**TEXTE FOURNI**.
* * * * *

A partir de 1981, à partir du sixième essai nucléaire, les tirs ont lieu dans la partie centrale de l'atoll de Mururoa. Mais le lieu est mal choisi car l'atoll est très étroit (la bande corallienne émergée s'étend sur quelques centaines de mètres de largeur maximum) et l'altitude si faible (2-3 mètres) que le sol se tasse sous les ondes de choc. Le risque est d'une part que tout un pan de corail s'effondre, exposant les roches radioactives à l'air et d'autre part que le passage d'un cyclone disperse les poussières radioactives dans l'air et provoque une contamination radioactive. Et c'est justement l'accident qui se produisit cette année là.

En 1981, la France reconnaît à demi-mot un nouvel échec. Charles Hernu, ministre de la Défense à l'Assemblée Nationale avoue que suite au passage d'un cyclone sur l'atoll de Mururoa, les "déchets d'une explosion nucléaire [ont été] dispersés, créant une situation radiologique nouvelle", pour ne pas dire une contamination !

Le "Rainbow Warrior" de Greenpeace coulé à Auckland le 10 juillet 1985 par les agents de la DGSE, causant la mort du photographe portugais Fernando Pereira.

* * * * *

**INFORMATIONS FOURNIES**.
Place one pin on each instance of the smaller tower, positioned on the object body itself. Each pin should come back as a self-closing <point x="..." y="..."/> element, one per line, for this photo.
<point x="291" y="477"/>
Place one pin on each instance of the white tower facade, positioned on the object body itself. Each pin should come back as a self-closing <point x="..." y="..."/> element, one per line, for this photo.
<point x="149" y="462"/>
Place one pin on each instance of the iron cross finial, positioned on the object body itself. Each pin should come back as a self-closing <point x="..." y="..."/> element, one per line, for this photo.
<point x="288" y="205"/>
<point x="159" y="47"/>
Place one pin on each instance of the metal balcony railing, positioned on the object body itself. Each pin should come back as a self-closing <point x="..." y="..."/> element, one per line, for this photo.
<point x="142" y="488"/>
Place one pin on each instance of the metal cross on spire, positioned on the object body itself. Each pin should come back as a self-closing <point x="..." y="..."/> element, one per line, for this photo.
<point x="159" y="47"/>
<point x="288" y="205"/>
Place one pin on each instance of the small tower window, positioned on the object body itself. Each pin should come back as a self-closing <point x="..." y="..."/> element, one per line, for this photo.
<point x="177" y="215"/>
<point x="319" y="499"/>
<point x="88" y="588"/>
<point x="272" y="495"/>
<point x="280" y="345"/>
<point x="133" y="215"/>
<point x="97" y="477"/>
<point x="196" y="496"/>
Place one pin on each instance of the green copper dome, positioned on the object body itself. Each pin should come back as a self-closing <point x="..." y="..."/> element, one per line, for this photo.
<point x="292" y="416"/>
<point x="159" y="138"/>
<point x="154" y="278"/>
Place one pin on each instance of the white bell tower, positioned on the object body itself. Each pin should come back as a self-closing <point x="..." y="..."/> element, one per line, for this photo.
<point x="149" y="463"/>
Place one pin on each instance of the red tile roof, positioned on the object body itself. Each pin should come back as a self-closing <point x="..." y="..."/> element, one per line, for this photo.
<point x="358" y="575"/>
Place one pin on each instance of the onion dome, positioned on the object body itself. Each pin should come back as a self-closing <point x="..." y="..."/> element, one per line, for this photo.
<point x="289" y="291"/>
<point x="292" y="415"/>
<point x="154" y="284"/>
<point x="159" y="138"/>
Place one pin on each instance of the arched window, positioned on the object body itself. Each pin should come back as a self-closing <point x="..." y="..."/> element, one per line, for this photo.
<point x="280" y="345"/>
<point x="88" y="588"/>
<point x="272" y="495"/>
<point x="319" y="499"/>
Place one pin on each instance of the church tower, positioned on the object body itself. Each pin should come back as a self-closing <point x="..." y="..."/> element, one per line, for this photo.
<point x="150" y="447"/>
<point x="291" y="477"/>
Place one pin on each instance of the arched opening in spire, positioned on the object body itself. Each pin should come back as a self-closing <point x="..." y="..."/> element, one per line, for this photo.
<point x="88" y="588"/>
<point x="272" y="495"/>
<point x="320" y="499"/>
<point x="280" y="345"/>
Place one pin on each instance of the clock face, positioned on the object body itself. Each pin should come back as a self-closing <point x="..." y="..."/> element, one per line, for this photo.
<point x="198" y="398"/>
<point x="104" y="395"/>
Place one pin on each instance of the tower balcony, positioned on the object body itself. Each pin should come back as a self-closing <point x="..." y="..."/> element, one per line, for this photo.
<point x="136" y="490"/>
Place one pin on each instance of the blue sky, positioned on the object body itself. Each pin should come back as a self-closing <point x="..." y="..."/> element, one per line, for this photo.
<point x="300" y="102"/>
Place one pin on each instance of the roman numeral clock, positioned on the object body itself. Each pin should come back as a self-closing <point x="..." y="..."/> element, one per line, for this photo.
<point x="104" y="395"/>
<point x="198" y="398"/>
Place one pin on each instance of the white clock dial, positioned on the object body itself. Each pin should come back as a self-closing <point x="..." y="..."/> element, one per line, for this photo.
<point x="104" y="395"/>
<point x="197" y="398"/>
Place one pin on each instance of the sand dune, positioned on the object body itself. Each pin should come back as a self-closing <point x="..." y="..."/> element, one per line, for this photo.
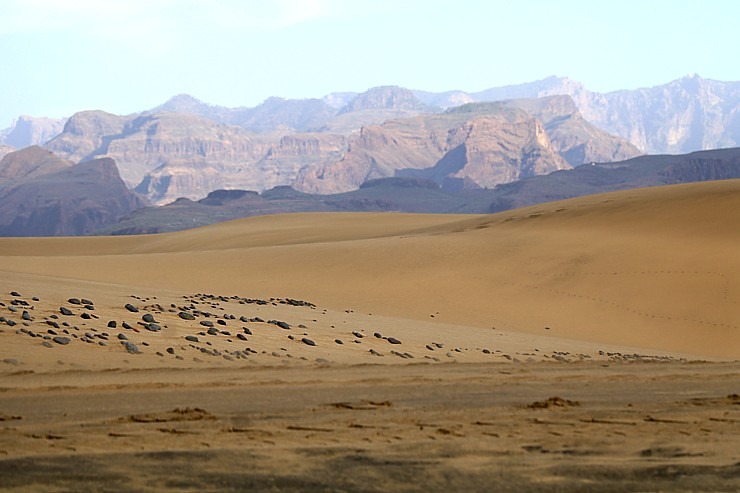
<point x="312" y="352"/>
<point x="653" y="268"/>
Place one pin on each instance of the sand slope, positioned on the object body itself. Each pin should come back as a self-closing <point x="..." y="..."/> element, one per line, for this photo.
<point x="653" y="268"/>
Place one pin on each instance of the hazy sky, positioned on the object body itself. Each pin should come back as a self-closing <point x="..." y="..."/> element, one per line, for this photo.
<point x="61" y="56"/>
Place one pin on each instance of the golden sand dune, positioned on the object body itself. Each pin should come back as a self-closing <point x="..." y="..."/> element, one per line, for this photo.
<point x="653" y="268"/>
<point x="569" y="322"/>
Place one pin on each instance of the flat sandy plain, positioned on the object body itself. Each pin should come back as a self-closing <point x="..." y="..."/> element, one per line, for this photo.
<point x="583" y="345"/>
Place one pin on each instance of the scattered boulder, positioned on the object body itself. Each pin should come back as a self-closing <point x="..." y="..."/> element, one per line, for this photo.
<point x="130" y="347"/>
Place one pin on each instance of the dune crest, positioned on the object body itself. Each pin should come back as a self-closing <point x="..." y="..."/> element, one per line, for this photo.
<point x="653" y="268"/>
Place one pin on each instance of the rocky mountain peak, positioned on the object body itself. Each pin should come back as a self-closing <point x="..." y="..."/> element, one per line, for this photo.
<point x="385" y="97"/>
<point x="30" y="162"/>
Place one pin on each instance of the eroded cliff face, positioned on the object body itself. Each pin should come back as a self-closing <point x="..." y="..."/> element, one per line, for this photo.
<point x="473" y="147"/>
<point x="684" y="115"/>
<point x="74" y="200"/>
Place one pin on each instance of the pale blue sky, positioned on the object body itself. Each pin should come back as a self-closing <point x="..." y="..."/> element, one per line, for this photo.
<point x="62" y="56"/>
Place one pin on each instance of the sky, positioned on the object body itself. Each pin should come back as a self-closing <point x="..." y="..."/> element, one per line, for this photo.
<point x="58" y="57"/>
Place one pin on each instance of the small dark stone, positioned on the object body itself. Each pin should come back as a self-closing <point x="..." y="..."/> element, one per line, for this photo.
<point x="130" y="347"/>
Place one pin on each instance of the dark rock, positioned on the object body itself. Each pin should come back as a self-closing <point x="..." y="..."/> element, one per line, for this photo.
<point x="282" y="325"/>
<point x="130" y="347"/>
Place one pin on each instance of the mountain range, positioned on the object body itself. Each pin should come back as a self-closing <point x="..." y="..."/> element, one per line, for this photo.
<point x="416" y="195"/>
<point x="454" y="143"/>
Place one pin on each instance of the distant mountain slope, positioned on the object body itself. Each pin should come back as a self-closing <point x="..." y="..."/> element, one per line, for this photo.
<point x="643" y="171"/>
<point x="471" y="146"/>
<point x="423" y="196"/>
<point x="28" y="130"/>
<point x="28" y="163"/>
<point x="683" y="115"/>
<point x="60" y="199"/>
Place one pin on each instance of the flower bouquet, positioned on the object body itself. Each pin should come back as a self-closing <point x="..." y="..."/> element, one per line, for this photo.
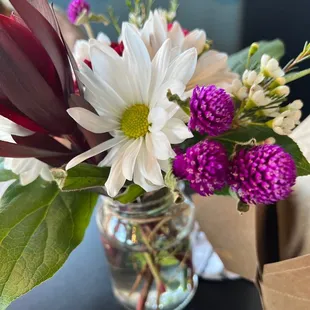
<point x="133" y="122"/>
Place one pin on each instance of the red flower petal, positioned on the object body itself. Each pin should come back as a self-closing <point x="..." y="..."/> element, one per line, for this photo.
<point x="34" y="51"/>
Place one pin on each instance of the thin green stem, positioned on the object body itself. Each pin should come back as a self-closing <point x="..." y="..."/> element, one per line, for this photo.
<point x="154" y="271"/>
<point x="89" y="30"/>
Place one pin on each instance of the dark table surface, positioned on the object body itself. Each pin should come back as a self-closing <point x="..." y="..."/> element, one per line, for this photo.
<point x="83" y="283"/>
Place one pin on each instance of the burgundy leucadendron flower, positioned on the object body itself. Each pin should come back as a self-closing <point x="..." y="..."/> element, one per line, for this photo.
<point x="204" y="165"/>
<point x="262" y="174"/>
<point x="36" y="86"/>
<point x="212" y="110"/>
<point x="75" y="8"/>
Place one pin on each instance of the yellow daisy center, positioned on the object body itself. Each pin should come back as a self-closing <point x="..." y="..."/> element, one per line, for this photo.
<point x="134" y="121"/>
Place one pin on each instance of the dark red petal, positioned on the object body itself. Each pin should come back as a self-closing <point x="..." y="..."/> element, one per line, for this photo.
<point x="22" y="84"/>
<point x="21" y="151"/>
<point x="34" y="51"/>
<point x="45" y="142"/>
<point x="49" y="39"/>
<point x="92" y="138"/>
<point x="44" y="8"/>
<point x="15" y="116"/>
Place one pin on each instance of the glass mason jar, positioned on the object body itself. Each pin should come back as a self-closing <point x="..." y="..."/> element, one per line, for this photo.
<point x="147" y="245"/>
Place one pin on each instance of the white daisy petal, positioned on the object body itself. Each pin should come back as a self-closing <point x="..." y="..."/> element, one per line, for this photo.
<point x="142" y="181"/>
<point x="197" y="39"/>
<point x="212" y="69"/>
<point x="100" y="148"/>
<point x="161" y="146"/>
<point x="102" y="37"/>
<point x="160" y="96"/>
<point x="138" y="60"/>
<point x="158" y="118"/>
<point x="151" y="168"/>
<point x="160" y="65"/>
<point x="116" y="179"/>
<point x="183" y="67"/>
<point x="107" y="49"/>
<point x="91" y="121"/>
<point x="176" y="131"/>
<point x="109" y="158"/>
<point x="130" y="156"/>
<point x="176" y="35"/>
<point x="99" y="87"/>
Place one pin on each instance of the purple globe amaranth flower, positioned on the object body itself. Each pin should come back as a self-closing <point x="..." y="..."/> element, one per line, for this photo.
<point x="204" y="165"/>
<point x="263" y="174"/>
<point x="212" y="110"/>
<point x="75" y="9"/>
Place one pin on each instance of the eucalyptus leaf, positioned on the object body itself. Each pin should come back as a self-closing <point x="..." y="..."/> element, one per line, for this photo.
<point x="131" y="193"/>
<point x="237" y="62"/>
<point x="243" y="135"/>
<point x="6" y="175"/>
<point x="39" y="228"/>
<point x="296" y="75"/>
<point x="81" y="177"/>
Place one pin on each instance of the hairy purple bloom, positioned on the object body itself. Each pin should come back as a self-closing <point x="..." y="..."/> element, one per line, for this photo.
<point x="75" y="8"/>
<point x="212" y="110"/>
<point x="262" y="174"/>
<point x="204" y="165"/>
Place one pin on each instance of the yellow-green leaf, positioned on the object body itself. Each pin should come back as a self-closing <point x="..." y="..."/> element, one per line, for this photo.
<point x="39" y="227"/>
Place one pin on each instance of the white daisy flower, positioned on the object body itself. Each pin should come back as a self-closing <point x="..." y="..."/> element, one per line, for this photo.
<point x="129" y="95"/>
<point x="212" y="66"/>
<point x="28" y="169"/>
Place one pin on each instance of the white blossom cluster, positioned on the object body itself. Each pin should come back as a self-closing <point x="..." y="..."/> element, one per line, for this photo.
<point x="264" y="92"/>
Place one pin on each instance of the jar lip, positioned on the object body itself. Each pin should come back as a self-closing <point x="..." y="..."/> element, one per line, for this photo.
<point x="161" y="203"/>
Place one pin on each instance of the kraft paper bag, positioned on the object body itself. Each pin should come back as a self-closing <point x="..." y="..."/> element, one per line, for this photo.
<point x="232" y="236"/>
<point x="269" y="245"/>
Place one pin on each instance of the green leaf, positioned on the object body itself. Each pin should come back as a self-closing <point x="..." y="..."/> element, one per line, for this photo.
<point x="296" y="75"/>
<point x="237" y="61"/>
<point x="261" y="133"/>
<point x="83" y="176"/>
<point x="131" y="193"/>
<point x="169" y="260"/>
<point x="6" y="175"/>
<point x="39" y="228"/>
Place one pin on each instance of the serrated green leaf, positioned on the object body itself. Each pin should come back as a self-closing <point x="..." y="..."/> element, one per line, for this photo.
<point x="81" y="177"/>
<point x="237" y="61"/>
<point x="6" y="175"/>
<point x="296" y="75"/>
<point x="131" y="193"/>
<point x="39" y="227"/>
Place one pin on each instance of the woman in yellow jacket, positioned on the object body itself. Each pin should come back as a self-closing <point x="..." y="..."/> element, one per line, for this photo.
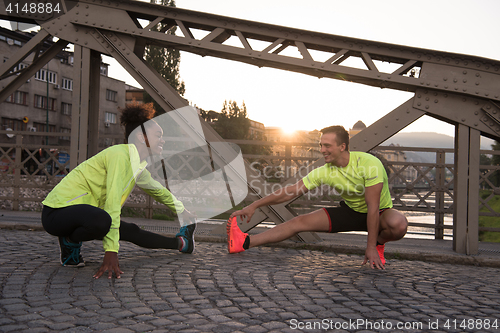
<point x="86" y="204"/>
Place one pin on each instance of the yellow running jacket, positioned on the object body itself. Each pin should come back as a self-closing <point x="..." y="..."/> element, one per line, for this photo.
<point x="105" y="181"/>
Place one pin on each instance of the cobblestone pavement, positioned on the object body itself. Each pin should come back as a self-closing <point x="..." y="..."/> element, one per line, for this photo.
<point x="262" y="290"/>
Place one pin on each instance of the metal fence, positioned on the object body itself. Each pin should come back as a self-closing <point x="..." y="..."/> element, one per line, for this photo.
<point x="29" y="170"/>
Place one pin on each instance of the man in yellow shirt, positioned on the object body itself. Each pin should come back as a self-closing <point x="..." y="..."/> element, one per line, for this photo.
<point x="358" y="177"/>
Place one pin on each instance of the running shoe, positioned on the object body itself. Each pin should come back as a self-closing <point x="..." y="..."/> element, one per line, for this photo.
<point x="380" y="249"/>
<point x="186" y="238"/>
<point x="235" y="237"/>
<point x="70" y="253"/>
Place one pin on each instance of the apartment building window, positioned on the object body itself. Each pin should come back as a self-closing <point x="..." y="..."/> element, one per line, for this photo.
<point x="14" y="124"/>
<point x="40" y="127"/>
<point x="66" y="108"/>
<point x="111" y="95"/>
<point x="65" y="130"/>
<point x="104" y="70"/>
<point x="43" y="75"/>
<point x="19" y="67"/>
<point x="19" y="97"/>
<point x="110" y="117"/>
<point x="67" y="84"/>
<point x="41" y="102"/>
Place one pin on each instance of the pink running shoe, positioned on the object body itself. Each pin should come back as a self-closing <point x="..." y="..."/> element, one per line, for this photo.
<point x="380" y="249"/>
<point x="235" y="237"/>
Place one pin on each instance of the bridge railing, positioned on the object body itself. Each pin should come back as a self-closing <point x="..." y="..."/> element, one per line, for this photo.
<point x="421" y="179"/>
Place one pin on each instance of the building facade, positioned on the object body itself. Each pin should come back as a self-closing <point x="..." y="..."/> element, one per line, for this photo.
<point x="45" y="101"/>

* * * * *

**ACTIONS DEMANDÉES**.
• A. D'après le texte sur les essais nucléaires à Mururoa, quelle est l'altitude de l'atoll ?
• B. Poursuivez le texte sur les essais nucléaires à Mururoa après sa dernière phrase.

**RÉPONSES PAR NUMÉRO**.
• A. De 2 à 3 mètres.

• B.
Les essais nucléaires français suscitent des oppositions locales et internationales. Le 10 juillet 1985, le "Rainbow Warrior", un bateau de l'organisation écologiste Greenpeace en route vers l'atoll est coulé à Auckland en Nouvelle Zélande par des agents de la DGSE (services secrets français), causant la mort du photographe portugais Fernando Pereira et provoquant un scandale politique.

Suite à cette affaire, Charles Hernu est contraint de démissionner en septembre 1985. Mais les Français oublieront vite cette affaire et "excuseront" pour ainsi dire Charles Hernu qui sera élu aux élections législatives (député du Rhône) en 1986 et 1988.

Finalement, en novembre 1995, 95 pays membres de l'ONU votèrent une résolution en faveur de l'arrêt des essais nucléaires. Parmi les signataires il avait la Belgique et l'Italie, deux pays pour le moins proches de la France.

En réaction à cette décision, le président Chirac qui venait d'être élu reporta brutalement une conférence au sommet avec son homologue Italien. Chirac expliqua à la presse que la France avait besoin de conduire ces essais pour améliorer ses simulations informatiques ce qui rendraient de futurs tests inutiles. Evidemment le Gouvernement timoré et prêt à tous les sacrifices pour rester en place suivi la décision de son président sans faire de commentaires. Une belle hypocrisie quand on sait que l'opposition n'apprécia pas cette décision !

Malgré le moratoire international et le tollé général que déclencha l'attitude de Chirac, un peu plus tard la France procéda encore à deux nouveaux essais souterrains en Polynésie puis arrêta définitivement ses essais nucléaires le 17 janvier 1996. Le président Chirac accepta alors seulement de signer le moratoire de l'ONU.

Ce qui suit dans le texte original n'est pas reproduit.